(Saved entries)
◆ ◆ ◆ ◆
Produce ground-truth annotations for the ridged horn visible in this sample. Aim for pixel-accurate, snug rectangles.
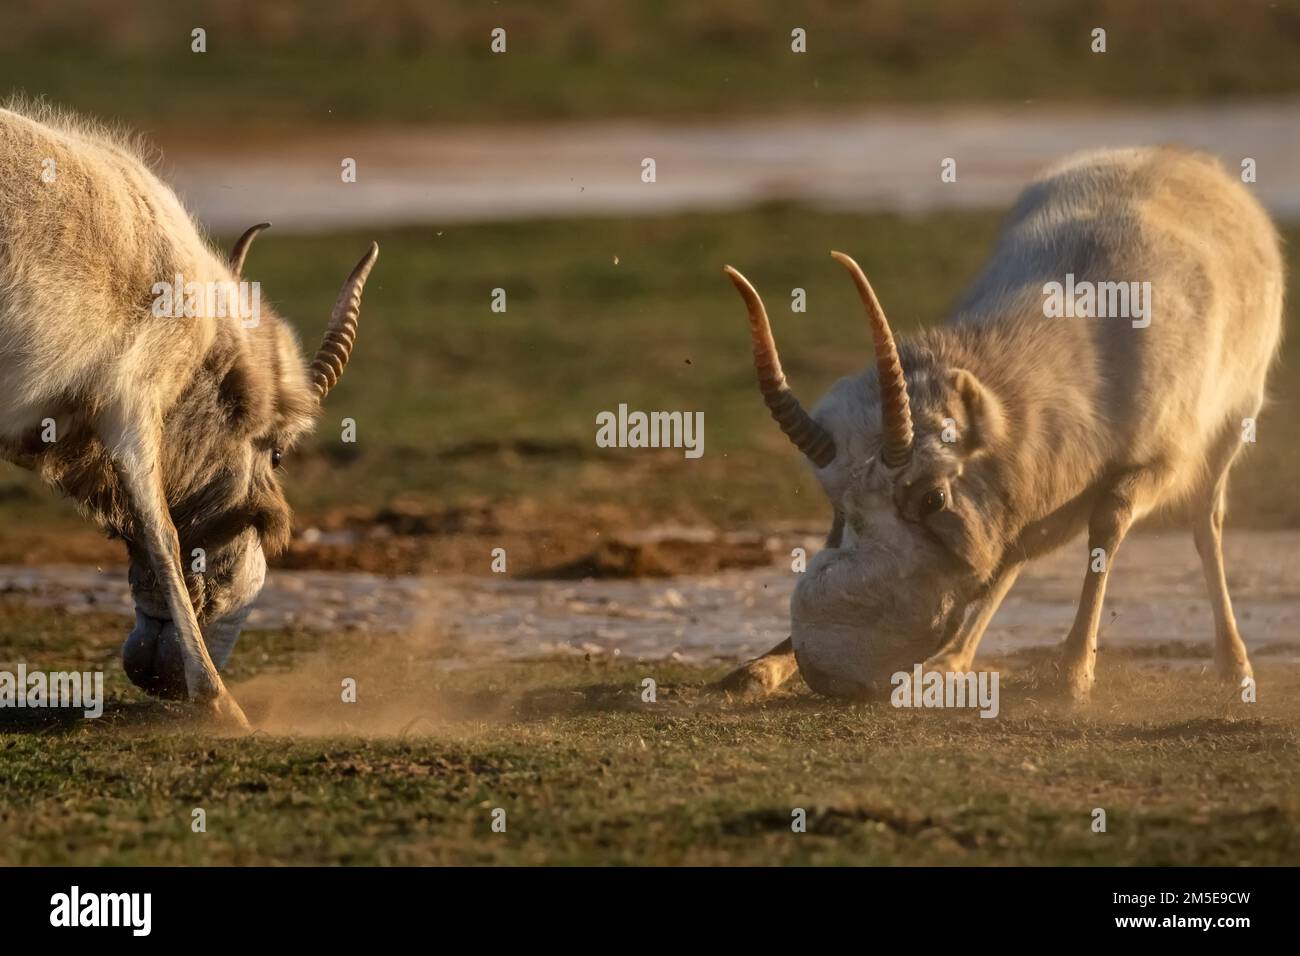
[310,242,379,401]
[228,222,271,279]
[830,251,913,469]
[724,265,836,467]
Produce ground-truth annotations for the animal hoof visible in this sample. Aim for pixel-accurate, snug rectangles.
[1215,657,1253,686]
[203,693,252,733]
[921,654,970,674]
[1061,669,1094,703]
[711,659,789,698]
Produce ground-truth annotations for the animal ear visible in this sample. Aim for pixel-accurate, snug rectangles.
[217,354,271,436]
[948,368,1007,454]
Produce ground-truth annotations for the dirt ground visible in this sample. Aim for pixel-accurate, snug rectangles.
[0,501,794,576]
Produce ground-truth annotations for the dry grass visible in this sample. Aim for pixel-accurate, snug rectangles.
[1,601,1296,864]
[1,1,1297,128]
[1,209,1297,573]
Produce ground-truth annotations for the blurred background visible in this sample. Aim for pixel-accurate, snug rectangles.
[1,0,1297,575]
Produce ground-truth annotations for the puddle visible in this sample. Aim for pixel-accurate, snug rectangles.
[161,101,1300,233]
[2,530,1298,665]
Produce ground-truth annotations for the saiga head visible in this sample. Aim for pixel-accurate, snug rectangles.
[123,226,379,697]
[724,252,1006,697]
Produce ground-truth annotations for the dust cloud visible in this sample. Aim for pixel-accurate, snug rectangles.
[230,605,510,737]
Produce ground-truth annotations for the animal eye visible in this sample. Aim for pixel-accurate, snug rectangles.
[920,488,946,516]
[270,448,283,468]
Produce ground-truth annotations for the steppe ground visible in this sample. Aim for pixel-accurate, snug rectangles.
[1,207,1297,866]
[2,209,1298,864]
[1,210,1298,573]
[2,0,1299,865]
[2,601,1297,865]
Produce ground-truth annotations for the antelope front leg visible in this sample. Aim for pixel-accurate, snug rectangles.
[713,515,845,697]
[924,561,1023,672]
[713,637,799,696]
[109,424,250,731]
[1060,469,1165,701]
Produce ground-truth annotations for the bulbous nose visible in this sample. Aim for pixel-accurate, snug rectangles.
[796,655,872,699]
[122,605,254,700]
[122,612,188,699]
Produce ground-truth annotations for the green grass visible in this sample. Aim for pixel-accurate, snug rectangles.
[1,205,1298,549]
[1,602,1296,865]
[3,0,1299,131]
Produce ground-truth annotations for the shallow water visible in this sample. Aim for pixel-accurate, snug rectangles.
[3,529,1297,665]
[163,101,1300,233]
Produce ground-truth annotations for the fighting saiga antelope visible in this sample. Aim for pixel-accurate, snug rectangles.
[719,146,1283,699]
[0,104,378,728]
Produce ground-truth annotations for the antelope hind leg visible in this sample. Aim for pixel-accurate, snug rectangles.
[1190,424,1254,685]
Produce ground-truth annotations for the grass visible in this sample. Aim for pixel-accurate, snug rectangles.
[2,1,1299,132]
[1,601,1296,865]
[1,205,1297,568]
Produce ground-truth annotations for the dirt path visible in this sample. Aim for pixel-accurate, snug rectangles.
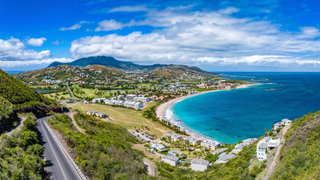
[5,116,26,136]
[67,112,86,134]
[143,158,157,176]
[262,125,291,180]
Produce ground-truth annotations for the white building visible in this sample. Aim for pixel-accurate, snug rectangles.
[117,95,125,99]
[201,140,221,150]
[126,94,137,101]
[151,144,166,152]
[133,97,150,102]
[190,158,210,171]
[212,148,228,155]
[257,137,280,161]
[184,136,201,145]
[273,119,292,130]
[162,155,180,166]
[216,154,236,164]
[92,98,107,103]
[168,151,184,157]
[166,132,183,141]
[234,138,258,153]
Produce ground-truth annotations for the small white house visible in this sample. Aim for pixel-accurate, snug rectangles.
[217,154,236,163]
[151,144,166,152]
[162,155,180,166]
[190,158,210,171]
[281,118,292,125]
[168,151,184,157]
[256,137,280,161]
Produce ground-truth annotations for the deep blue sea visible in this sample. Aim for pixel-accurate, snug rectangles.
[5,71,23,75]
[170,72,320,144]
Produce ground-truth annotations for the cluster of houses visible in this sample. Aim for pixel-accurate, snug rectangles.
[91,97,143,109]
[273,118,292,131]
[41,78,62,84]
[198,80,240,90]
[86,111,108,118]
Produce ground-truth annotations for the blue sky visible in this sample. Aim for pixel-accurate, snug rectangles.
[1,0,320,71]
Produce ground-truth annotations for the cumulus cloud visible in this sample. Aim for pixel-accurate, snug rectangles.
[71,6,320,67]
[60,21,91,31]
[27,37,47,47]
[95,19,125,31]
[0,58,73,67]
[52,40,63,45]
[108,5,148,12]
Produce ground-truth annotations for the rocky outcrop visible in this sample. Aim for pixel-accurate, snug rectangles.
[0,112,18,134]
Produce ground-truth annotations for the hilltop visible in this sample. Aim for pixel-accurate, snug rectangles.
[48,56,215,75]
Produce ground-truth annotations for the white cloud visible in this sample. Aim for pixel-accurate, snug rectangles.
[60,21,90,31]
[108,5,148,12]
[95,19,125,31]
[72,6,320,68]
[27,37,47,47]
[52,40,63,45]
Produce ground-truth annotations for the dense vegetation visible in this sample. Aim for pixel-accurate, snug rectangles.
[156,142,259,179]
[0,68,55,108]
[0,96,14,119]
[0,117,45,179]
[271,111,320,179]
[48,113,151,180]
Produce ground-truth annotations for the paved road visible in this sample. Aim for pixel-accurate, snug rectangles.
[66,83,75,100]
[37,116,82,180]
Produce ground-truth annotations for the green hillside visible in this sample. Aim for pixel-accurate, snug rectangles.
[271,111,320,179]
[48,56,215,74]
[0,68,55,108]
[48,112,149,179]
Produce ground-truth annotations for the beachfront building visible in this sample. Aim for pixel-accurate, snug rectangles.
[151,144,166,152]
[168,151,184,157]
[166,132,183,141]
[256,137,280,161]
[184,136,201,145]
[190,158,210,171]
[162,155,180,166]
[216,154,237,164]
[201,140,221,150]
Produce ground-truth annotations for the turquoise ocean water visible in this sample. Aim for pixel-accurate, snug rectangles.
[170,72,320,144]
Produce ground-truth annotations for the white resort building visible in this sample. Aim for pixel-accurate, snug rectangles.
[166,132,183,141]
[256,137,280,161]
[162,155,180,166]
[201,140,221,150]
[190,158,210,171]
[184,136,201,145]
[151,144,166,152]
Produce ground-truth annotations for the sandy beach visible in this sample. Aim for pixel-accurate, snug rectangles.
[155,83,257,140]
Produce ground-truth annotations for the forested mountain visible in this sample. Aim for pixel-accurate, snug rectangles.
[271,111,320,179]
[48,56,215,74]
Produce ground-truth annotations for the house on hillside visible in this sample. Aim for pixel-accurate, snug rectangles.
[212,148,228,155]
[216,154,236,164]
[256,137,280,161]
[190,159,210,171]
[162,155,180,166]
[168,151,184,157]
◆ ◆ ◆ ◆
### Activity:
Omitting all pictures, copy the preceding entries without any alteration.

### Exercise solution:
Produce ground-truth annotations for the ridged horn visible in this sample. Aim for pixel-accurate, snug rectangles.
[310,242,379,401]
[228,222,271,279]
[830,251,913,469]
[724,265,836,467]
Produce ground-truth annotations for the animal hoof visible in this sample. Aim for pixel-accurate, snug rectangles.
[1215,657,1253,686]
[203,693,252,733]
[921,654,970,674]
[1061,669,1094,703]
[711,659,789,698]
Produce ground-truth annotations for the animal ear visible in this sample. Aim for pixel-accurate, snug rectangles.
[217,354,271,436]
[948,368,1007,454]
Produce ground-truth annotations for the dirt ground visible in this sample. Aim for pixel-accurate, snug rectangles.
[0,501,794,576]
Produce ground-truth annotations for the dry grass visible in this sample. Aim for pixel-accurate, snug rectangles.
[1,601,1296,864]
[1,1,1297,128]
[1,209,1297,573]
Produce ground-truth annotations for the blurred background visible in this sample. Aim for pixel-accurate, snug rectangles.
[1,0,1297,575]
Produce ground-truth annotations for the puddle visible in this sample. Aim for pixel-accurate, snug rectangles.
[161,101,1300,233]
[2,530,1298,665]
Produce ground-truth annotations for the saiga head visible in this sample. Aim for pixel-accurate, snug rectangles.
[123,226,379,697]
[724,252,1006,697]
Produce ground-truth annotations for the dust cloud visible in this sample. Aim for pixel-accurate, snug rectangles.
[230,605,510,737]
Produce ground-truth annotations for the animal eye visible in this sample. Aim for pixel-accurate, snug rectangles.
[920,488,946,516]
[270,448,283,468]
Produce ground-truth annotations for the steppe ground visible in this sample. Aim for pixel-accurate, snug rectangles.
[1,207,1297,866]
[2,209,1298,864]
[1,210,1298,573]
[2,0,1299,865]
[2,601,1297,865]
Produce ground-truth annotations for the antelope front leg visible in this sample. Aim for pixel-accurate, snug rectangles.
[713,515,845,697]
[924,561,1023,672]
[713,637,799,696]
[109,424,250,731]
[1060,469,1165,701]
Produce ground-truth annotations for the bulbous nose visible in this sample. Aim for pixel-accurate, snug rectangles.
[796,655,872,699]
[122,605,254,700]
[122,612,188,699]
Produce ground-truth annotations for the green grass visible in this sample. Aim for pixel-accurate, snug rectangles.
[1,205,1298,549]
[1,602,1296,865]
[3,0,1299,131]
Produce ground-truth annotations for the shallow water visible in this sample. Aim for pixel-accurate, snug rectangles.
[3,529,1297,665]
[163,101,1300,233]
Produce ground-truth annotations for the fighting saiga antelope visible in this sample. Aim for pixel-accurate, snug rectangles.
[719,146,1283,699]
[0,104,378,728]
Produce ground-truth annotations for the antelope hind leg visible in this sample. Aim for pixel-accurate, snug rectangles.
[1190,424,1254,685]
Produce ground-truth annotations for the grass visible in this sample. Aim for pixel-accurate, snug rectangles.
[2,1,1299,132]
[1,601,1296,865]
[1,205,1297,568]
Produce ground-truth annotations for the dirt path visible in this sample. Aim for pixel-accurate, snug rectangles.
[5,116,26,136]
[67,112,86,134]
[143,158,157,176]
[262,125,291,180]
Produce ground-truth annotations for the white building visible in this sample. Aim for pixel-accurate, snug rectangles.
[117,95,125,99]
[201,140,221,150]
[126,94,137,101]
[151,144,166,152]
[133,97,150,102]
[190,158,210,171]
[212,148,228,155]
[257,137,280,161]
[184,136,201,145]
[273,119,292,130]
[162,155,180,166]
[216,154,236,164]
[92,98,107,103]
[168,151,184,157]
[166,132,183,141]
[234,138,258,153]
Produce ground-truth annotations for the small white house visible in this sample. Aim for pixel-accurate, snug rectangles.
[217,154,236,163]
[151,144,166,152]
[162,155,180,166]
[190,158,210,171]
[281,118,292,125]
[168,151,184,157]
[256,137,280,161]
Produce ground-truth annotations for the deep blue sea visible in this sample. Aim for pixel-accurate, snug rectangles.
[5,71,23,75]
[170,72,320,144]
Produce ground-truth annotations for the cluster of houses visible in this sample. Aim for pixel-accurate, snug rectangles.
[91,97,143,109]
[273,118,292,131]
[41,78,62,84]
[198,80,240,90]
[86,111,108,118]
Produce ground-truth annotations for the blue sky visible in this sample. Aim for pixel-accurate, snug rectangles.
[1,0,320,71]
Produce ground-truth annotations for the cumulus cloud visible in this sample. Aim for pixel-accurate, snug rectangles.
[71,6,320,67]
[60,21,91,31]
[27,37,47,47]
[95,19,125,31]
[0,58,73,67]
[52,40,63,45]
[108,5,148,12]
Produce ground-truth annotations for the rocky outcrop visible in this sample. Aim for pixel-accurate, snug rectangles.
[0,112,18,134]
Produce ground-truth annotations for the hilltop visible in this sample. Aim for pixel-accurate, snug rectangles.
[48,56,215,75]
Produce ground-truth annotations for the white cloud visible in this sample. Aim for pixel-accurate, snug rectangles.
[60,21,90,31]
[108,5,148,12]
[95,19,125,31]
[72,6,320,68]
[27,37,47,47]
[52,40,63,45]
Produce ground-truth annotations for the dense vegetation visible in this sample. Aim for pixel-accurate, snug rectangles.
[156,142,259,179]
[0,68,55,108]
[0,96,14,119]
[0,117,45,179]
[271,111,320,179]
[48,113,151,180]
Produce ground-truth annotations for the paved road visible in this sample. Aim for pixel-accurate, snug rectangles.
[66,83,75,100]
[37,116,82,180]
Produce ground-truth annotations for the green hillside visible in this sample. Aim for pixel-accurate, snug rectangles.
[271,111,320,179]
[48,56,215,74]
[0,68,55,108]
[48,112,149,179]
Produce ground-truth annotations for the beachfront building visible in this sample. Aim for pixel-accurate, snug rectangles.
[151,144,166,152]
[168,151,184,157]
[166,132,183,141]
[256,137,280,161]
[184,136,201,145]
[190,158,210,171]
[162,155,180,166]
[216,154,237,164]
[201,140,221,150]
Produce ground-truth annotations for the turquoise ocean water visible in this sample. Aim for pixel-accurate, snug rectangles.
[170,72,320,144]
Produce ground-truth annotations for the white resort building visible in this sample. Aim for pixel-accurate, snug rectangles.
[166,132,183,141]
[256,137,280,161]
[162,155,180,166]
[201,140,221,150]
[190,158,210,171]
[184,136,201,145]
[151,144,166,152]
Produce ground-truth annotations for the sandy beach visible in this sample. Aim for pixel-accurate, snug rectangles.
[155,83,257,140]
Produce ground-truth annotations for the forested mountain visible in this sample. Aim for pixel-accurate, snug rectangles.
[271,111,320,179]
[48,56,215,74]
Produce ground-truth annotations for the house on hillside visible in this sample. Aim for pixel-accurate, snug rectangles.
[212,148,228,155]
[216,154,236,164]
[256,137,280,161]
[190,159,210,171]
[162,155,180,166]
[168,151,184,157]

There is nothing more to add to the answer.